* **Records to process**:
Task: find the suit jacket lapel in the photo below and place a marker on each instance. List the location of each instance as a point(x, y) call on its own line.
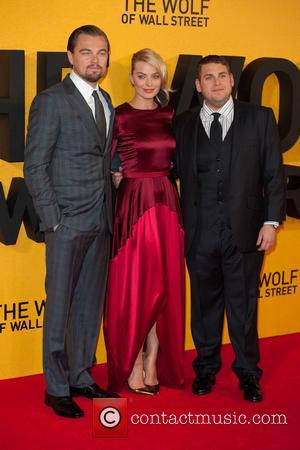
point(83, 110)
point(192, 132)
point(237, 131)
point(111, 121)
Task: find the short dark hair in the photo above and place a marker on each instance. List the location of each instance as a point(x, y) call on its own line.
point(213, 59)
point(91, 30)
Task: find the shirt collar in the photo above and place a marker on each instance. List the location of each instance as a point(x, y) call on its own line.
point(224, 111)
point(85, 89)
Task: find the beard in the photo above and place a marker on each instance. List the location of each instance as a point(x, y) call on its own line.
point(93, 74)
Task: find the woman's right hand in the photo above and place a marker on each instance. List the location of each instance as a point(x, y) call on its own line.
point(116, 178)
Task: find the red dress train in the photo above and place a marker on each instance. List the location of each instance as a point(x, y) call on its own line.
point(146, 283)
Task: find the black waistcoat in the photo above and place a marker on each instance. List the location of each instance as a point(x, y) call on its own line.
point(213, 172)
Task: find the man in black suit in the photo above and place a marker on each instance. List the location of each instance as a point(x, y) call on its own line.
point(67, 171)
point(232, 195)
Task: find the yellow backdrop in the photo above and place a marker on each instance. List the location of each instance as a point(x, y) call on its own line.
point(252, 29)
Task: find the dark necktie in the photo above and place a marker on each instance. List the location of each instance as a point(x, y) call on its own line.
point(100, 118)
point(216, 130)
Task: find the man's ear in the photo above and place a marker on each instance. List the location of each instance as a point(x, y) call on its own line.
point(198, 85)
point(70, 57)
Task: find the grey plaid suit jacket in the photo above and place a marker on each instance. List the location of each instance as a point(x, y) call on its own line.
point(66, 170)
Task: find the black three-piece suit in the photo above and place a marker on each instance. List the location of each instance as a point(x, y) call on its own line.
point(227, 193)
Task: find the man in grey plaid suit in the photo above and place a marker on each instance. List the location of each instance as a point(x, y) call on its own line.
point(67, 171)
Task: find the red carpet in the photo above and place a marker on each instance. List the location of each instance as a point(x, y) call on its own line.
point(25, 423)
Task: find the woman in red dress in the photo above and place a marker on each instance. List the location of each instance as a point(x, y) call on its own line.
point(145, 307)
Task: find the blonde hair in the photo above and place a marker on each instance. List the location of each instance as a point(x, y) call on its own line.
point(154, 59)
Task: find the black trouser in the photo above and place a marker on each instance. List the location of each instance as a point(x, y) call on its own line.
point(222, 278)
point(77, 266)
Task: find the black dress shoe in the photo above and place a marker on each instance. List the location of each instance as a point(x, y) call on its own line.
point(93, 391)
point(63, 406)
point(203, 383)
point(252, 390)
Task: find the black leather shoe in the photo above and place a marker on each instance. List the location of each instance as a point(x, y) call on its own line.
point(252, 390)
point(63, 406)
point(93, 391)
point(203, 383)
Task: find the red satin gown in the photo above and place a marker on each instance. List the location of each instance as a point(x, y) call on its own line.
point(146, 283)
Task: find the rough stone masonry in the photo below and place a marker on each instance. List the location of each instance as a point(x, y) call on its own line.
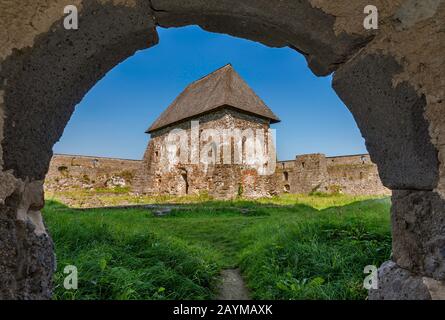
point(391, 79)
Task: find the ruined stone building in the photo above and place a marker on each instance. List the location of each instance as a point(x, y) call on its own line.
point(197, 123)
point(214, 139)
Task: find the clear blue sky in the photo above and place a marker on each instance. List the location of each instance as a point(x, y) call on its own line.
point(113, 116)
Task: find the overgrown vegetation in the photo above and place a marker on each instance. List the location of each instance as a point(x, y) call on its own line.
point(289, 247)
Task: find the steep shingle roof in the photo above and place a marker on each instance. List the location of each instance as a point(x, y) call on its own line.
point(222, 88)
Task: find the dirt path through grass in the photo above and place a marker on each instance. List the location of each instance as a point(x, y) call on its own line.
point(233, 286)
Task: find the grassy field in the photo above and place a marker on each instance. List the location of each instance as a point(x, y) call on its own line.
point(291, 247)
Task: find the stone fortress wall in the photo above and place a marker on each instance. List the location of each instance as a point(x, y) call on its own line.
point(354, 174)
point(87, 172)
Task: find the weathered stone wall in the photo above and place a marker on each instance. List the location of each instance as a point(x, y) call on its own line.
point(220, 180)
point(356, 175)
point(73, 171)
point(391, 79)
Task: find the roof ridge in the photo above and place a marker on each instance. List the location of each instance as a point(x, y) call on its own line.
point(210, 74)
point(223, 86)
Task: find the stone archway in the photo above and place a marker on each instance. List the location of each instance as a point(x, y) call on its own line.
point(389, 78)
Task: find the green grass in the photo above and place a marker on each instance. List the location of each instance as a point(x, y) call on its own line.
point(289, 247)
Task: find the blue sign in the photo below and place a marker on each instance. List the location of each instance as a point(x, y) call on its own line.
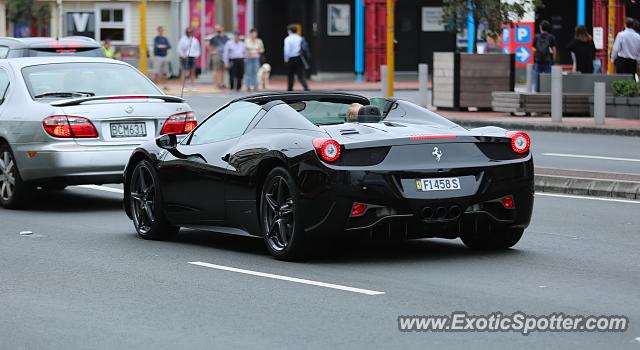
point(523, 54)
point(506, 35)
point(523, 34)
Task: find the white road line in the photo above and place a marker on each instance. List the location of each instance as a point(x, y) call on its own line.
point(103, 188)
point(286, 278)
point(590, 157)
point(587, 197)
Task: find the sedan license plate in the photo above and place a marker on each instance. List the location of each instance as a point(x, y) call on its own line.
point(439, 184)
point(128, 130)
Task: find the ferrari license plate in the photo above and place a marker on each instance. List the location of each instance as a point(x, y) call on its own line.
point(439, 184)
point(128, 130)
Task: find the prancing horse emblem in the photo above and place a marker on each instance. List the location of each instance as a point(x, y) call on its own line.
point(437, 153)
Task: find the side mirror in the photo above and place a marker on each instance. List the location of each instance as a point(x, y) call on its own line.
point(168, 142)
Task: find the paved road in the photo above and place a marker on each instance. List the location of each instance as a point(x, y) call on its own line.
point(84, 280)
point(602, 153)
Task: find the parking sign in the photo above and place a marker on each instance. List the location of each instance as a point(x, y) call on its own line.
point(523, 34)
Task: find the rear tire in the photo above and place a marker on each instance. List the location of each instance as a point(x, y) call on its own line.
point(147, 206)
point(280, 218)
point(502, 239)
point(13, 191)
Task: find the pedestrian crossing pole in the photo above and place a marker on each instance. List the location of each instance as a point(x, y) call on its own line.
point(611, 30)
point(390, 46)
point(143, 37)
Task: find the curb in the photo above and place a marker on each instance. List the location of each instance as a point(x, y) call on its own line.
point(588, 187)
point(547, 127)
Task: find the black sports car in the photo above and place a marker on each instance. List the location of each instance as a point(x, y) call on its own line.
point(290, 168)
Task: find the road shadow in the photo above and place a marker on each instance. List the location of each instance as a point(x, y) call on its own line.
point(353, 251)
point(65, 201)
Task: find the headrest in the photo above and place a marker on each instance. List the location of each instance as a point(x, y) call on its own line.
point(369, 114)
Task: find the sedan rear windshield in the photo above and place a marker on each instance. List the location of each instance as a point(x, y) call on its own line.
point(64, 80)
point(79, 51)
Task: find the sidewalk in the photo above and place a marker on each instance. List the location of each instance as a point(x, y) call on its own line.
point(280, 84)
point(612, 126)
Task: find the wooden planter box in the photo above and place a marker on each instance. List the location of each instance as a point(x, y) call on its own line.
point(620, 107)
point(463, 80)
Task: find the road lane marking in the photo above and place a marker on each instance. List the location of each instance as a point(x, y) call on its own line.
point(587, 197)
point(286, 278)
point(566, 155)
point(103, 188)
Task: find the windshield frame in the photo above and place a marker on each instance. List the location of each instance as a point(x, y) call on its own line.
point(24, 71)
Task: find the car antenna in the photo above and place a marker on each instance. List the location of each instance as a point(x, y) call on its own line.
point(184, 81)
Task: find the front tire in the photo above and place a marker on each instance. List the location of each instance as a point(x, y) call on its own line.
point(147, 206)
point(499, 239)
point(13, 191)
point(280, 217)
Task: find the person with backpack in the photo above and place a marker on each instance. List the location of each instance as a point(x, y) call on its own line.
point(626, 49)
point(545, 53)
point(296, 56)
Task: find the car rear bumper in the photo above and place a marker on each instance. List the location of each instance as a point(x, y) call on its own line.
point(71, 163)
point(395, 209)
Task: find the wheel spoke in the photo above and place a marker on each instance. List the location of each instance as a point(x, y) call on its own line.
point(272, 229)
point(136, 196)
point(149, 213)
point(9, 166)
point(282, 230)
point(271, 202)
point(141, 180)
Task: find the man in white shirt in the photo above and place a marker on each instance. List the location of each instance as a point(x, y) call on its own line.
point(626, 49)
point(293, 57)
point(188, 50)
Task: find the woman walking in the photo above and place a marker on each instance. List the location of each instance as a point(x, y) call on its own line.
point(583, 50)
point(255, 49)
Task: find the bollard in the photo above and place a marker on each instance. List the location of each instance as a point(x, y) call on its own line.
point(529, 77)
point(556, 94)
point(383, 80)
point(423, 84)
point(599, 102)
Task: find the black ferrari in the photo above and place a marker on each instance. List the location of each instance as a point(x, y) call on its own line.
point(296, 169)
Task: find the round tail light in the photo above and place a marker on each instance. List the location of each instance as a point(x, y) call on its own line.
point(327, 149)
point(520, 141)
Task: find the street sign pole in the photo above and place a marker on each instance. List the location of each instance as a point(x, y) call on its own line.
point(390, 46)
point(143, 37)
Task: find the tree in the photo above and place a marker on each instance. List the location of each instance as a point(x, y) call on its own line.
point(493, 13)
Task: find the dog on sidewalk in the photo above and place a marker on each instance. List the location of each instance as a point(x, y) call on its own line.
point(264, 72)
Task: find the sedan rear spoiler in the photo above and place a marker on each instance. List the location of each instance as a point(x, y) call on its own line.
point(78, 101)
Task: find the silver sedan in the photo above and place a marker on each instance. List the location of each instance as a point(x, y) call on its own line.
point(67, 121)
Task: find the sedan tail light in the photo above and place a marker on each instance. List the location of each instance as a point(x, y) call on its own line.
point(520, 141)
point(178, 124)
point(67, 126)
point(327, 149)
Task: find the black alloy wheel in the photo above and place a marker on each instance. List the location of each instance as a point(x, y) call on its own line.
point(279, 216)
point(146, 204)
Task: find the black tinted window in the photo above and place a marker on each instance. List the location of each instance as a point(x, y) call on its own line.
point(228, 123)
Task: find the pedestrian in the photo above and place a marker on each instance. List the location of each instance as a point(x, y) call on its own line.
point(188, 50)
point(293, 57)
point(626, 49)
point(216, 63)
point(235, 52)
point(255, 49)
point(583, 50)
point(545, 52)
point(109, 49)
point(161, 46)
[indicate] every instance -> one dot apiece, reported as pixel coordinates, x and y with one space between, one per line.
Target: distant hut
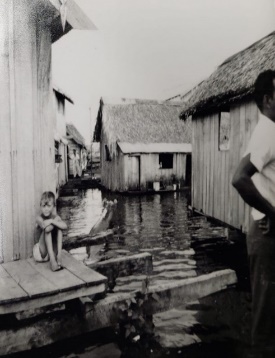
224 116
142 142
28 28
75 142
60 141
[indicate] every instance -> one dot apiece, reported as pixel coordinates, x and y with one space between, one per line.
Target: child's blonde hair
46 197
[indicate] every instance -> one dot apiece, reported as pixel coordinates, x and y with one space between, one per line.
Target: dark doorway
188 170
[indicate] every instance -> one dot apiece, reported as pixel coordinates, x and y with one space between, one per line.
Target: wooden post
26 117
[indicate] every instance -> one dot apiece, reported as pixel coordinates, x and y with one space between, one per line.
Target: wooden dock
26 284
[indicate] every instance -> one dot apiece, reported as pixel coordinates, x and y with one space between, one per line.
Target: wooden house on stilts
143 145
75 142
61 142
27 160
223 118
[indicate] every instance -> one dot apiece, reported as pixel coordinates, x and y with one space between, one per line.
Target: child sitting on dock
50 225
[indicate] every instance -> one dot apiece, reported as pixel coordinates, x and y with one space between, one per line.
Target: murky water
182 247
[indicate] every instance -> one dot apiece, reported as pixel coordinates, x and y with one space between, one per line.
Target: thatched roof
234 78
142 121
73 133
61 93
128 148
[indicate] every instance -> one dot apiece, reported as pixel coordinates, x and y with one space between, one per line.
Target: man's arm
243 183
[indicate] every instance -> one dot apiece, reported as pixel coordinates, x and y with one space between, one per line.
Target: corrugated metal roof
128 148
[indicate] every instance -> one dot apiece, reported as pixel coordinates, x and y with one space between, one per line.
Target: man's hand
267 225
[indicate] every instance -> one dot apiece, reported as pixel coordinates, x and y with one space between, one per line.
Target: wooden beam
51 300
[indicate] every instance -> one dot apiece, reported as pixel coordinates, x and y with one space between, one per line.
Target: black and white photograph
137 178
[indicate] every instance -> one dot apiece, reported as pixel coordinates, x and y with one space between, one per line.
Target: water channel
182 246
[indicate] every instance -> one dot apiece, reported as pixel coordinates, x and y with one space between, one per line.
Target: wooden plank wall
6 204
112 172
150 170
71 146
27 120
212 169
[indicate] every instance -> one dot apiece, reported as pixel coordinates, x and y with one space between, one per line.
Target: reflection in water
182 247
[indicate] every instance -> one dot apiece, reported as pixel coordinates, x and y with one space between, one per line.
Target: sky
151 49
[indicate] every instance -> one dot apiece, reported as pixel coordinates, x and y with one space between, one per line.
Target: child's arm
40 222
59 223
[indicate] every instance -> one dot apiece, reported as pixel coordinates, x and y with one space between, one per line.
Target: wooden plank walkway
26 284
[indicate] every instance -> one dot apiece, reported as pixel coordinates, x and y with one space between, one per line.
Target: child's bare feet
54 265
58 259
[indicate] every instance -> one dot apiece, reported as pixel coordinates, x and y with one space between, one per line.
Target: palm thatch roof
234 78
141 121
74 134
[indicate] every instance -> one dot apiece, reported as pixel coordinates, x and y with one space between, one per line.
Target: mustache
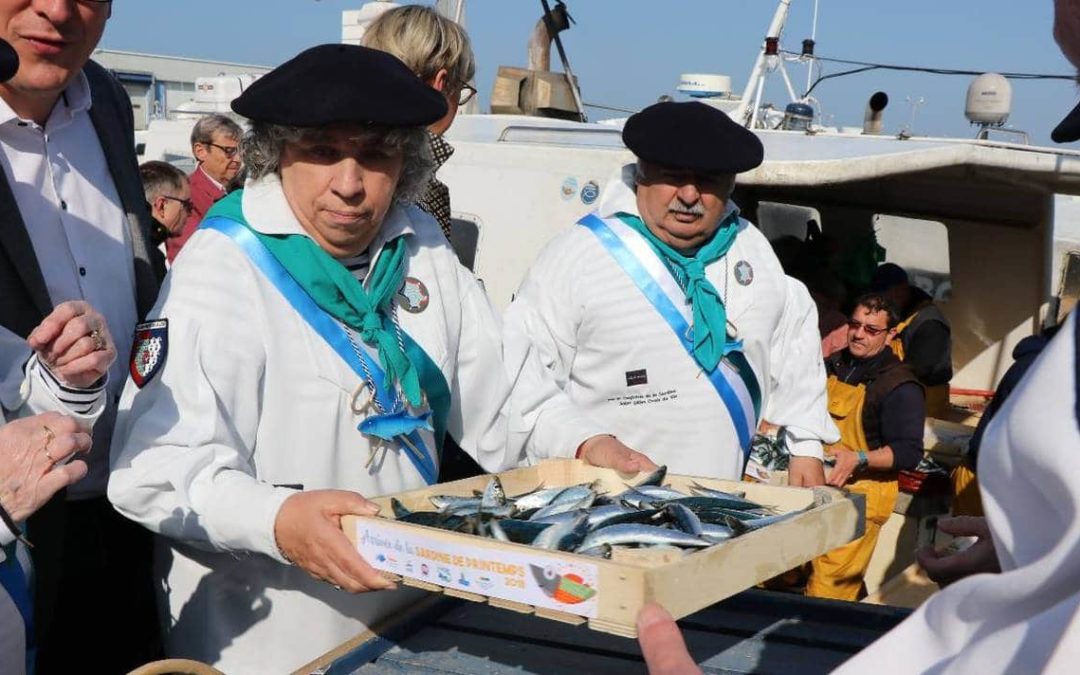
696 210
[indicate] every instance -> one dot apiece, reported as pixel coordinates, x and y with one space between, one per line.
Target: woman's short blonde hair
424 40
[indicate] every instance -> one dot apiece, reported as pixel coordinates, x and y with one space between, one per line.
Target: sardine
659 493
555 508
565 536
634 534
494 495
657 477
684 518
444 501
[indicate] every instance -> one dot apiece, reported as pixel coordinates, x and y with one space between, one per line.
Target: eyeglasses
230 151
871 331
466 94
185 203
652 174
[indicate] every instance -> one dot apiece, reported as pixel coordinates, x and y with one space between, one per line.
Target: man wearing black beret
667 318
313 343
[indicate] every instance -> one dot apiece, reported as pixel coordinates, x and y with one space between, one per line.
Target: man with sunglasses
215 143
76 228
169 194
879 407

* **Given exercise**:
Please render the records from the line with "Task: find the tree" to the line with "point(67, 121)", both included, as a JSON list of strings with one string per line and blank lines left out.

* **Finished task**:
[
  "Task: find the tree in the photo above and place a marker on each instance. List the location of each instance as a point(x, y) call on its own line.",
  "point(493, 13)",
  "Task: find the dog on sidewalk in the photo above and place a marker on each instance. List the location of each instance as a point(x, y) call on its own line.",
  "point(264, 72)",
  "Task: find the sedan rear spoiler in the photo above and place a marker on each instance. List the location of each instance as a point(x, y) call on its own line.",
  "point(78, 101)",
  "Task: find the silver sedan in the photo above and place a marker on each instance. List the location of each instance as a point(x, y) call on its own line.",
  "point(67, 121)"
]